Will you give every entry again exactly as it stands?

[Phrase grounding data]
....................

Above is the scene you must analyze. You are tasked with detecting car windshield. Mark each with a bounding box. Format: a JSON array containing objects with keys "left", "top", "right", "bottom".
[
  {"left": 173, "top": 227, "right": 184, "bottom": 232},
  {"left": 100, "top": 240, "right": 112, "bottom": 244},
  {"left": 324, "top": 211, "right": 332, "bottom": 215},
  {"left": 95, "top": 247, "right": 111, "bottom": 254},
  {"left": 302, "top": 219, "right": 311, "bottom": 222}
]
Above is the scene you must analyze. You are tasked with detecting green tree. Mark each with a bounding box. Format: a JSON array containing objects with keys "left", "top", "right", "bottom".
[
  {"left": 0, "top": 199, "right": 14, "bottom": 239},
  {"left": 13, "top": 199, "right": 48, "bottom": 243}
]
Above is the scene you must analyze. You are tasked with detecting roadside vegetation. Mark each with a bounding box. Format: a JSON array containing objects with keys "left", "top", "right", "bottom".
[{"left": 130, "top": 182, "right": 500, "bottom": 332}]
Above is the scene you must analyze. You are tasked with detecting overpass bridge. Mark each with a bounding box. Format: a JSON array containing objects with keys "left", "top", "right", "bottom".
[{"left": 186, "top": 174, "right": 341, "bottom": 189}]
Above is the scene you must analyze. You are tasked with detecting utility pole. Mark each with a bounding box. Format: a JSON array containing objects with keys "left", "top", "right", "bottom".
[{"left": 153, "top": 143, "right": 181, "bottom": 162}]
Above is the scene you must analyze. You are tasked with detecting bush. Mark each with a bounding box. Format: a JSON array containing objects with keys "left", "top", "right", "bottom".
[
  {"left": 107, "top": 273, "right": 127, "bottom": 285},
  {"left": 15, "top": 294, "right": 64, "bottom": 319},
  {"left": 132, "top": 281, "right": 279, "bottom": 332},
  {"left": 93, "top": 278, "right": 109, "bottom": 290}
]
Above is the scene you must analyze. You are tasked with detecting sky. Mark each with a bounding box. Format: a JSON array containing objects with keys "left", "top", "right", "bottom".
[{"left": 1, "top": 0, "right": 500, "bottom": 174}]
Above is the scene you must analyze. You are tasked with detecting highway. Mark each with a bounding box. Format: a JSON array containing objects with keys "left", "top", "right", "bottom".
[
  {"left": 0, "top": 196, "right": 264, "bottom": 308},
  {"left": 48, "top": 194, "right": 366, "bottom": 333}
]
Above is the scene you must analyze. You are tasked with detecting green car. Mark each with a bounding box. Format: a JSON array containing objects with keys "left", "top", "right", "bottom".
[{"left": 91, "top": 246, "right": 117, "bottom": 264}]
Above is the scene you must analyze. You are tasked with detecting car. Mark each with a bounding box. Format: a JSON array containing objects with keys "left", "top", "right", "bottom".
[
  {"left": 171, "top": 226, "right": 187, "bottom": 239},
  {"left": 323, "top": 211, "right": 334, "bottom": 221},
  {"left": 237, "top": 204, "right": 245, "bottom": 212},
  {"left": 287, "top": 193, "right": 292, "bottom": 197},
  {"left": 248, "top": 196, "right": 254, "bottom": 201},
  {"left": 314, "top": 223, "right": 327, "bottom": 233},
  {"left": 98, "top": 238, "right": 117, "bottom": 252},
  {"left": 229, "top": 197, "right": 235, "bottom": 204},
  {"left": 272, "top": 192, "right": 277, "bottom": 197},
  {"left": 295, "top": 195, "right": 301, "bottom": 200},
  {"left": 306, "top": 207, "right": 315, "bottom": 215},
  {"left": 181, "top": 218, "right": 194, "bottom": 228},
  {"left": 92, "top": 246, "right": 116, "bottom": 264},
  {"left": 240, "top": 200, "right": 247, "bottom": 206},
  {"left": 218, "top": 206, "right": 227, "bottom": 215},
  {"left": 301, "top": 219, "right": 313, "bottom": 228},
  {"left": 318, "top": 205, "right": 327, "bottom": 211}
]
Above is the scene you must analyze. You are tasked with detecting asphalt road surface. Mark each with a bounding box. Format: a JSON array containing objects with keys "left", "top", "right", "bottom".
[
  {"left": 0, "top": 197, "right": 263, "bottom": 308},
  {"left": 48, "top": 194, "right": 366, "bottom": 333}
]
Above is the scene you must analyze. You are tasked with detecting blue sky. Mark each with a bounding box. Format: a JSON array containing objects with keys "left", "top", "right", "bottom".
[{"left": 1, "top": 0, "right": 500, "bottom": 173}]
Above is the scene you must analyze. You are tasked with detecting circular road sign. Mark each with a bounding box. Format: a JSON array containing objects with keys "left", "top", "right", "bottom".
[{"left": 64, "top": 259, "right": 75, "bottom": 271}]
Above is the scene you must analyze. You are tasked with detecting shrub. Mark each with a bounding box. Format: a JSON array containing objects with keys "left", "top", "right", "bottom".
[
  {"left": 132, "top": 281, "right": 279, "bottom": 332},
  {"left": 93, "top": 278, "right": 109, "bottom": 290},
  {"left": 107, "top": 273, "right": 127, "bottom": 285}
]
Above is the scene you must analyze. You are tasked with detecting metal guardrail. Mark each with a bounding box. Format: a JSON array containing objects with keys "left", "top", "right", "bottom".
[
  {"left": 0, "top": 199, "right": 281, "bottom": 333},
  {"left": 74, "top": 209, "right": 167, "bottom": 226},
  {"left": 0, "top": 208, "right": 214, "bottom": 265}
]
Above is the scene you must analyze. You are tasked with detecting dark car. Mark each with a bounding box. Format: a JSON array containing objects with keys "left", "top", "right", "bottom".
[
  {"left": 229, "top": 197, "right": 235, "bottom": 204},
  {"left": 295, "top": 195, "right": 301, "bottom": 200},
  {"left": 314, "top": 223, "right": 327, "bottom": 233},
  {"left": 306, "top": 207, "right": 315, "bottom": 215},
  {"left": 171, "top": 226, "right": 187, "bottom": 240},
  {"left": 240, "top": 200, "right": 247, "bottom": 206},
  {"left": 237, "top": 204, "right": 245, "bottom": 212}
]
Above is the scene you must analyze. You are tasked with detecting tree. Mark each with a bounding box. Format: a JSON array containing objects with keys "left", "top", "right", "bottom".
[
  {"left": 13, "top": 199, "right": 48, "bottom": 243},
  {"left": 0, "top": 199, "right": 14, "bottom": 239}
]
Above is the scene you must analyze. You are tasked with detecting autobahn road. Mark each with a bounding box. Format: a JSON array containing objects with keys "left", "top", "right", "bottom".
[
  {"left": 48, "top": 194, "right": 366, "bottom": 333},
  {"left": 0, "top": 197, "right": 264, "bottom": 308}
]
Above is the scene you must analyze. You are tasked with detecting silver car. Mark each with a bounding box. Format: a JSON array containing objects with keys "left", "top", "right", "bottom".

....................

■ WRITTEN REPLY:
Above is the scene you must analyze. You are tasked with detecting car windshield. Mark each with a bounding box. Format: a JSON array containing objects with keys "left", "top", "right", "bottom".
[
  {"left": 173, "top": 227, "right": 184, "bottom": 232},
  {"left": 100, "top": 240, "right": 112, "bottom": 244},
  {"left": 324, "top": 211, "right": 332, "bottom": 215},
  {"left": 95, "top": 247, "right": 111, "bottom": 254},
  {"left": 302, "top": 219, "right": 311, "bottom": 222}
]
Above is the scene you must analyze. You are tasked with detecting green tree. Mark each with a bounding box. Format: a JSON array containing objects with keys "left", "top", "right", "bottom".
[
  {"left": 0, "top": 199, "right": 14, "bottom": 239},
  {"left": 13, "top": 199, "right": 48, "bottom": 243}
]
Above is the scene you must analyze. You are tasked with detecting roadside vegetation. Mark each with a bounding box. Format: a JSON array containing objects with keys "left", "top", "right", "bottom".
[{"left": 130, "top": 182, "right": 500, "bottom": 332}]
Above is the scene you must analyze. You are tasked with detecting overpass bridge. Mark each with a bounding box. Format: a JSON array containing objects with keys "left", "top", "right", "bottom".
[{"left": 186, "top": 174, "right": 341, "bottom": 189}]
Above is the scene you must analyze. You are tasked with detecting utility pole. Mark each with a bounding box. Format: a JSON array containing objects with keys "left", "top", "right", "bottom".
[{"left": 153, "top": 143, "right": 181, "bottom": 162}]
Above is the scene you must analyze. You are tasked with detecting bush. Mark each with a bounding box. Format: a JSON array containing objects with keys "left", "top", "right", "bottom".
[
  {"left": 107, "top": 273, "right": 127, "bottom": 285},
  {"left": 15, "top": 294, "right": 64, "bottom": 319},
  {"left": 132, "top": 281, "right": 279, "bottom": 332},
  {"left": 93, "top": 278, "right": 109, "bottom": 290}
]
Above is the scene you must analyze. You are tasked with detecting sky. Mark each with a bounding box. Format: a JSON array containing objects with keys "left", "top", "right", "bottom".
[{"left": 1, "top": 0, "right": 500, "bottom": 174}]
Above is the scene you must analyze. You are tasked with detecting highway. Mark each with a bounding box. Format: a JSON array containing objects with keys "left", "top", "right", "bottom".
[
  {"left": 0, "top": 196, "right": 264, "bottom": 308},
  {"left": 48, "top": 194, "right": 366, "bottom": 333}
]
Above is the scene you must analyze. You are tasked with detecting green car. Mark each with a bounding box. Format: a JSON array containing objects with keys "left", "top", "right", "bottom".
[{"left": 91, "top": 246, "right": 117, "bottom": 264}]
Above is the scene you must analyze. You are tasked with detecting car. Mark each with a bounding box. Format: a JSON array containing objects with keys "left", "top", "right", "bottom".
[
  {"left": 171, "top": 226, "right": 187, "bottom": 239},
  {"left": 323, "top": 211, "right": 334, "bottom": 221},
  {"left": 237, "top": 204, "right": 245, "bottom": 212},
  {"left": 287, "top": 193, "right": 292, "bottom": 197},
  {"left": 248, "top": 196, "right": 254, "bottom": 201},
  {"left": 314, "top": 223, "right": 327, "bottom": 233},
  {"left": 98, "top": 238, "right": 117, "bottom": 252},
  {"left": 229, "top": 197, "right": 235, "bottom": 204},
  {"left": 272, "top": 192, "right": 277, "bottom": 197},
  {"left": 295, "top": 195, "right": 301, "bottom": 200},
  {"left": 306, "top": 207, "right": 315, "bottom": 215},
  {"left": 181, "top": 218, "right": 194, "bottom": 228},
  {"left": 92, "top": 246, "right": 116, "bottom": 264},
  {"left": 240, "top": 200, "right": 247, "bottom": 206},
  {"left": 218, "top": 206, "right": 227, "bottom": 215},
  {"left": 301, "top": 219, "right": 313, "bottom": 228},
  {"left": 318, "top": 205, "right": 327, "bottom": 211}
]
Above is the scene you must analyze. You are tasked with detecting asphalt road surface. Mark each with a bounding box. Format: a JSON array containing objects with keys "left", "top", "right", "bottom".
[
  {"left": 0, "top": 197, "right": 263, "bottom": 308},
  {"left": 48, "top": 194, "right": 366, "bottom": 333}
]
Above is the scene you must analyze. You are tasked with detecting blue sky. Mark each with a bounding box. Format: a JSON array containing objects with keys "left", "top", "right", "bottom".
[{"left": 1, "top": 0, "right": 500, "bottom": 173}]
Above is the scene you must analyze. You are tasked with detecting circular road sign. Mark each with a bounding box. Format: a JSON array containing objects with keys "left", "top", "right", "bottom".
[{"left": 64, "top": 259, "right": 75, "bottom": 271}]
Above is the scene you must analyze. You are tasked with detecting shrub. Mark each with a bounding box. Format: a JSON array containing objects with keys "left", "top", "right", "bottom".
[
  {"left": 132, "top": 281, "right": 279, "bottom": 332},
  {"left": 93, "top": 278, "right": 109, "bottom": 290},
  {"left": 107, "top": 273, "right": 127, "bottom": 285}
]
Above is the scene you must analyze. You are tasked with detecting metal guardrail. Mark each with a bounding box. Format: a JSON array containing objects with keys "left", "top", "right", "bottom".
[
  {"left": 0, "top": 199, "right": 281, "bottom": 333},
  {"left": 74, "top": 209, "right": 167, "bottom": 226},
  {"left": 0, "top": 208, "right": 214, "bottom": 265}
]
Above is the scene you must analyze. You are tasked with detecting dark car. Mark each with a bounding box. Format: a JSON array containing objects with keys "left", "top", "right", "bottom".
[
  {"left": 229, "top": 197, "right": 235, "bottom": 204},
  {"left": 295, "top": 195, "right": 301, "bottom": 200},
  {"left": 314, "top": 223, "right": 327, "bottom": 233},
  {"left": 306, "top": 207, "right": 315, "bottom": 215},
  {"left": 171, "top": 226, "right": 187, "bottom": 240},
  {"left": 240, "top": 200, "right": 247, "bottom": 206},
  {"left": 237, "top": 204, "right": 245, "bottom": 212}
]
Above is the scene you must analyze. You are tasked with detecting tree. Mark each with a bounding box. Format: a JSON array containing objects with keys "left", "top", "right", "bottom".
[
  {"left": 13, "top": 199, "right": 48, "bottom": 243},
  {"left": 0, "top": 199, "right": 14, "bottom": 239}
]
Above is the scene you must analyze. You are tasked with detecting autobahn road. Mark each with a bounding box. Format: a JSON array containing objects with keys "left", "top", "right", "bottom".
[
  {"left": 48, "top": 194, "right": 366, "bottom": 333},
  {"left": 0, "top": 197, "right": 264, "bottom": 308}
]
Above is the scene you must analyze. You are tasked with detecting silver car. Mark each with a bounding box. Format: a JSON array containing objects with keys "left", "top", "right", "bottom".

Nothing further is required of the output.